◆ Task instructions
Count the lines in the records below that contain the string "ground", treating uppercase and lowercase as different, and reply with the number alone.

◆ Exercise inputs
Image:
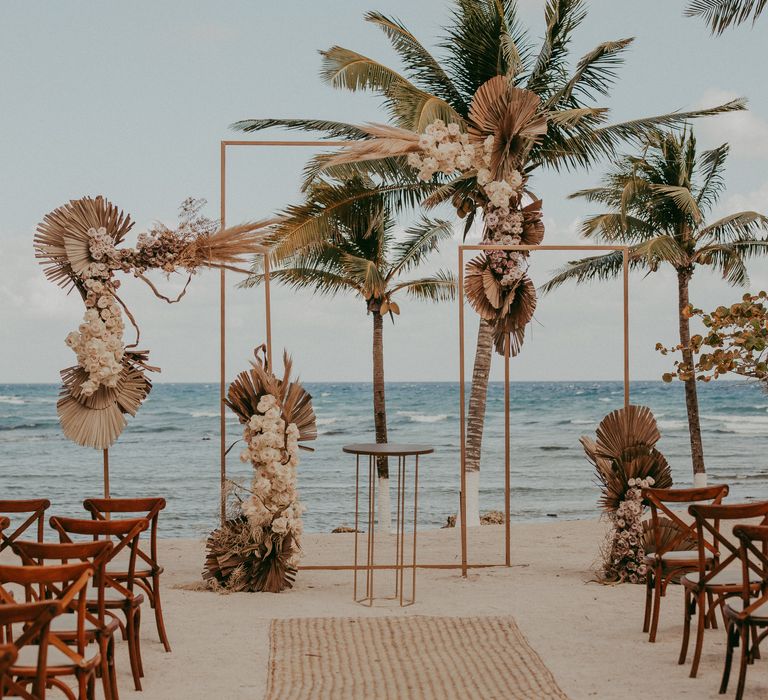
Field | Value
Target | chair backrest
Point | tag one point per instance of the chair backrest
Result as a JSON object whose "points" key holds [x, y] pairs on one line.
{"points": [[34, 508], [660, 499], [94, 553], [708, 523], [70, 581], [126, 533], [34, 620], [753, 553], [147, 508]]}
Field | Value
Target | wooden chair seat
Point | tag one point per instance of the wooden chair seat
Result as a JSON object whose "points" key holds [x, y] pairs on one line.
{"points": [[735, 606], [59, 664], [722, 582]]}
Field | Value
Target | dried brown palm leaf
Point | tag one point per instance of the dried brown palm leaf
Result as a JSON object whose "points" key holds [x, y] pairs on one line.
{"points": [[229, 246], [533, 226], [668, 534], [238, 558], [483, 290], [626, 427], [64, 232], [295, 402], [382, 142], [509, 114], [514, 316]]}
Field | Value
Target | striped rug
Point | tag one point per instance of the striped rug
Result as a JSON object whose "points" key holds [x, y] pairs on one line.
{"points": [[399, 658]]}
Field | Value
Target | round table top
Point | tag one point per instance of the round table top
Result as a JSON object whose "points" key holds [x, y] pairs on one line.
{"points": [[387, 449]]}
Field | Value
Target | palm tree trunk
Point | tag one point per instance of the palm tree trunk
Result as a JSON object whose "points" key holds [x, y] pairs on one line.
{"points": [[384, 508], [691, 396], [476, 419]]}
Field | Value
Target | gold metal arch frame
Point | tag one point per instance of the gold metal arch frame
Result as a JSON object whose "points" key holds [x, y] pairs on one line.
{"points": [[507, 486], [465, 564]]}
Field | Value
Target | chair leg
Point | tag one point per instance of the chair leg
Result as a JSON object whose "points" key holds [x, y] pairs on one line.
{"points": [[701, 615], [656, 608], [132, 648], [648, 600], [743, 662], [732, 632], [157, 605], [688, 606], [138, 642]]}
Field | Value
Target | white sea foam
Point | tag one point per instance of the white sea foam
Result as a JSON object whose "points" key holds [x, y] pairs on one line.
{"points": [[423, 417], [15, 400]]}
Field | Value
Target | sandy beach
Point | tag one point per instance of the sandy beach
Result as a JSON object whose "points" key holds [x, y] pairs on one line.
{"points": [[589, 635]]}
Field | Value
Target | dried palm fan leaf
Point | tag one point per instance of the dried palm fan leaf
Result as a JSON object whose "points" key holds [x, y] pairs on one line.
{"points": [[295, 402], [483, 290], [61, 241], [626, 427], [229, 246], [89, 427], [509, 114], [533, 226], [514, 317], [235, 562], [669, 534], [382, 142]]}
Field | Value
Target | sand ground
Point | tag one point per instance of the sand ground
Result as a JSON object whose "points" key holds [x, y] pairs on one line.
{"points": [[588, 634]]}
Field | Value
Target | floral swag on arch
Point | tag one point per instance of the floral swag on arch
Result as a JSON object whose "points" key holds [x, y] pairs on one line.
{"points": [[78, 245], [258, 548]]}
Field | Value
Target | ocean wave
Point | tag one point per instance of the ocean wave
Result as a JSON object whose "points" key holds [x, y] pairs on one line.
{"points": [[416, 417], [14, 400], [672, 424]]}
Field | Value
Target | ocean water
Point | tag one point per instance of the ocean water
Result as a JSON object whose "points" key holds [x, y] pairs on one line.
{"points": [[172, 447]]}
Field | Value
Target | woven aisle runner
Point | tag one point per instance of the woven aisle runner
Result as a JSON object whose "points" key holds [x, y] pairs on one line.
{"points": [[401, 658]]}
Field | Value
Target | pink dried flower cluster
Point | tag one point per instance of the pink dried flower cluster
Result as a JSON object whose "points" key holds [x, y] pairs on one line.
{"points": [[624, 560]]}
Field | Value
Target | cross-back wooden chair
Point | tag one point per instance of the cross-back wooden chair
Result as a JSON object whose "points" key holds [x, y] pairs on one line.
{"points": [[747, 616], [673, 555], [148, 569], [98, 627], [43, 658], [713, 582], [120, 595], [35, 619], [34, 507]]}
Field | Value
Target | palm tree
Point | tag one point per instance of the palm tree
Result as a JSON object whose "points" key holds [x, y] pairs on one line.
{"points": [[657, 204], [363, 256], [484, 39], [721, 14]]}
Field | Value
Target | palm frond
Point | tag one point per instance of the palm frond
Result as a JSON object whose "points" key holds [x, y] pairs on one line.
{"points": [[596, 267], [438, 287], [734, 227], [331, 129], [721, 14], [421, 239], [712, 164], [421, 66]]}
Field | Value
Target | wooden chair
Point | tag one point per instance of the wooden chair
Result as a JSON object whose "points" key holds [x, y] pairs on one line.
{"points": [[43, 658], [36, 508], [148, 570], [747, 617], [714, 581], [98, 628], [119, 595], [670, 558]]}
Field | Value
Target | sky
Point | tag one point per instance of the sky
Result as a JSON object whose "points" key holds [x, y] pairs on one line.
{"points": [[131, 100]]}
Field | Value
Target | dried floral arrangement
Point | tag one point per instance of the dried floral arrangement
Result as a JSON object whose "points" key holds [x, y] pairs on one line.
{"points": [[486, 158], [78, 246], [626, 461], [735, 341], [258, 548]]}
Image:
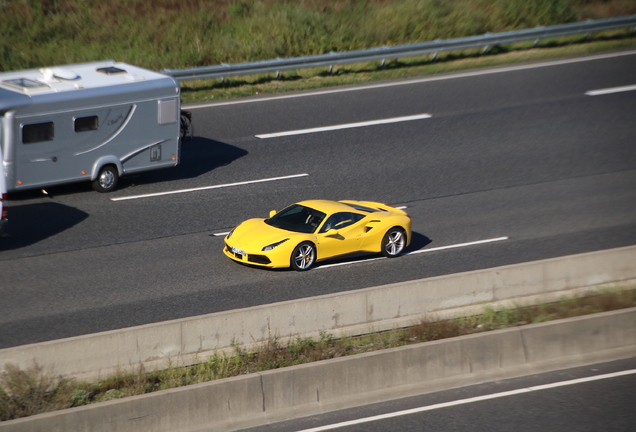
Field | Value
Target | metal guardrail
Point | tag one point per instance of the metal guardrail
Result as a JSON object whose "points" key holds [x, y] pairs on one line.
{"points": [[391, 52]]}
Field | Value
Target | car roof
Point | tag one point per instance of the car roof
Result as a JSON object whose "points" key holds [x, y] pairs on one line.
{"points": [[328, 206]]}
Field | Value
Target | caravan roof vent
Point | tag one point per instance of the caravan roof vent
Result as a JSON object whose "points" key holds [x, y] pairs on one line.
{"points": [[25, 84], [51, 74], [111, 70]]}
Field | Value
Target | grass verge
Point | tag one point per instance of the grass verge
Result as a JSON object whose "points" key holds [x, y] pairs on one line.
{"points": [[29, 392], [360, 73]]}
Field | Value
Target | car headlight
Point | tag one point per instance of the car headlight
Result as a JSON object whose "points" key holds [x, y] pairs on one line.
{"points": [[273, 245]]}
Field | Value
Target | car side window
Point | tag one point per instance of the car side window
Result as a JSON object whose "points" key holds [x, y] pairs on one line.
{"points": [[340, 220]]}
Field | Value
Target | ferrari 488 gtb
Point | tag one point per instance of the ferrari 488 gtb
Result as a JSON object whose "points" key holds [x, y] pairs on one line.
{"points": [[310, 231]]}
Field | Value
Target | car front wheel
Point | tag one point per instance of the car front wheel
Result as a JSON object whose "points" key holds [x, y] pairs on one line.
{"points": [[303, 256], [393, 242], [107, 178]]}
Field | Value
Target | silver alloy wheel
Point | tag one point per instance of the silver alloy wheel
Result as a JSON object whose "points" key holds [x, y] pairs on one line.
{"points": [[393, 243], [106, 179], [304, 256]]}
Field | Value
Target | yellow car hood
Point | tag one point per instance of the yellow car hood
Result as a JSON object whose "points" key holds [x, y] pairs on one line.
{"points": [[256, 233]]}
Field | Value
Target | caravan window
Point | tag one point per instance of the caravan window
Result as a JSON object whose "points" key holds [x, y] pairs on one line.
{"points": [[84, 124], [37, 132]]}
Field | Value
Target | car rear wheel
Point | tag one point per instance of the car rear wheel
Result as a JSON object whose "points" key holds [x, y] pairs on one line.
{"points": [[303, 256], [393, 242]]}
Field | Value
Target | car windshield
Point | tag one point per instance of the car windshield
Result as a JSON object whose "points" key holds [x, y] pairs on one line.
{"points": [[297, 218]]}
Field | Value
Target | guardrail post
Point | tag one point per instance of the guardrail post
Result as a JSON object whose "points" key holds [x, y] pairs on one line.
{"points": [[486, 41]]}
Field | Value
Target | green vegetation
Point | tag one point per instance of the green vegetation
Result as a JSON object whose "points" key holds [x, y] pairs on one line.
{"points": [[186, 33], [29, 392], [170, 34]]}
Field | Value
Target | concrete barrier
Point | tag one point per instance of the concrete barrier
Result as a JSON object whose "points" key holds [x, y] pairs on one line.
{"points": [[354, 312], [281, 394]]}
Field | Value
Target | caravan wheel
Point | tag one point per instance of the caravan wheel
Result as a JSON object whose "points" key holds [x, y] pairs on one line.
{"points": [[107, 179]]}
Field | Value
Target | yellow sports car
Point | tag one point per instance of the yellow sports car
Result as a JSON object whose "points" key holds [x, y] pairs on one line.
{"points": [[311, 231]]}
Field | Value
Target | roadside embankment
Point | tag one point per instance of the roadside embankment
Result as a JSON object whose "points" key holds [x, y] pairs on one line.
{"points": [[355, 312], [296, 391]]}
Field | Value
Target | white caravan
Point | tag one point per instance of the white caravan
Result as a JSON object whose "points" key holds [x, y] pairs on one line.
{"points": [[91, 121]]}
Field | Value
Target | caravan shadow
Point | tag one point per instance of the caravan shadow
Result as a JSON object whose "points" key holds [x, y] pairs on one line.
{"points": [[198, 156], [32, 223]]}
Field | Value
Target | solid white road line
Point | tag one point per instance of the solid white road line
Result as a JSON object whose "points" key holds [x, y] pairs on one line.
{"points": [[414, 81], [610, 90], [420, 251], [208, 187], [345, 126], [469, 400]]}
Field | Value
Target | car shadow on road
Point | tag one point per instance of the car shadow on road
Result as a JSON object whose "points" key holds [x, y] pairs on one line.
{"points": [[418, 241], [32, 223]]}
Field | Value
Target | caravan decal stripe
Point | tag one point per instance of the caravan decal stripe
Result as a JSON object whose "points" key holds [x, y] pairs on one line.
{"points": [[117, 132]]}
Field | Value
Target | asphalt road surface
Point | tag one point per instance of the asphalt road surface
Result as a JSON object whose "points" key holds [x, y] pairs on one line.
{"points": [[521, 153], [594, 398]]}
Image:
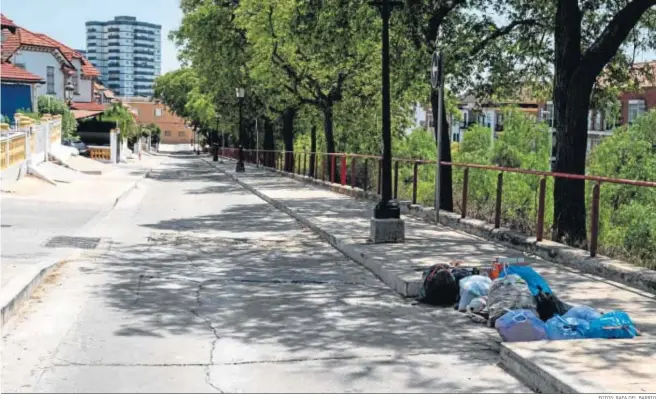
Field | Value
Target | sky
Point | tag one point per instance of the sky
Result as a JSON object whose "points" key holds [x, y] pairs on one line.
{"points": [[64, 20]]}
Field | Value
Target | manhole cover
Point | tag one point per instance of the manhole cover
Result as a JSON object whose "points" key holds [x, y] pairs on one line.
{"points": [[73, 242]]}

◆ Solution
2